## Start RECORDS FOR THE EXERCISE

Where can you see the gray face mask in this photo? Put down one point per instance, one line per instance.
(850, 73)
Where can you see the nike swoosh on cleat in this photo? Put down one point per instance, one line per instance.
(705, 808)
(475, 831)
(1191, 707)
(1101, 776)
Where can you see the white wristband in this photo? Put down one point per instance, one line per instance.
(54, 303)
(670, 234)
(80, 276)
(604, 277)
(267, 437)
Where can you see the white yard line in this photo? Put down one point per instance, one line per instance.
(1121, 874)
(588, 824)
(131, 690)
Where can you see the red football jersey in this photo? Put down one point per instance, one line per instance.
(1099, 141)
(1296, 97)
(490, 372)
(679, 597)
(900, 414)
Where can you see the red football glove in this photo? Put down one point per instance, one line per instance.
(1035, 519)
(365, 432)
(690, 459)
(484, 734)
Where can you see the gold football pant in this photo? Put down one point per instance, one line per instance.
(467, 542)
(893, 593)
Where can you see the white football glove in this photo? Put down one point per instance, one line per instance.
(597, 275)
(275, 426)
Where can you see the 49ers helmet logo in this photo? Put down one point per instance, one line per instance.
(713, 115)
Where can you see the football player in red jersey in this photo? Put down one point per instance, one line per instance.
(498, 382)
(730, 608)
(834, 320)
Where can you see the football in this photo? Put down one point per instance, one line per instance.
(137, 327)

## End RECORDS FOR THE EXERCISE

#### BRIEF
Reproduce the records above line for line, with no changes.

#### EXPECTED OUTPUT
Where can you see the gray face mask in this photo? Put down one point per instance, one line per instance.
(850, 73)
Where can you see the nike swoosh on cleat in this photo? Put down one point per instance, one line per instance.
(705, 808)
(475, 831)
(1191, 707)
(1101, 776)
Where can you see the white wristband in this photo? Put down one point per instance, one line per instance.
(54, 303)
(670, 234)
(80, 276)
(604, 277)
(267, 437)
Where can you see the white yard line in this photo? Put down one point per instance, one line per instance.
(1121, 874)
(588, 824)
(131, 690)
Where can you see the red football jersey in this photo? Put down one point per instance, one line per instance.
(1099, 141)
(1296, 97)
(490, 372)
(679, 597)
(900, 414)
Where can you see the red football glove in this photo? Put down one point per instance, one line per instance.
(1035, 519)
(365, 432)
(690, 459)
(484, 734)
Where can you see the gold football pant in this photo? Put down one point per instance, one line per instance.
(467, 542)
(893, 593)
Where can you see the white football glove in this photo? Put down one point per instance, one line per instance.
(597, 275)
(275, 426)
Where can you see the 49ers helmet logo in this photo? Put down one point per instance, one line per instance.
(713, 115)
Where can you see the football player in red jersey in this photo? Put down one point per instance, one line per instance.
(498, 382)
(730, 608)
(834, 320)
Where can you see the football in this photo? Put down one point per instance, one line per instance.
(137, 327)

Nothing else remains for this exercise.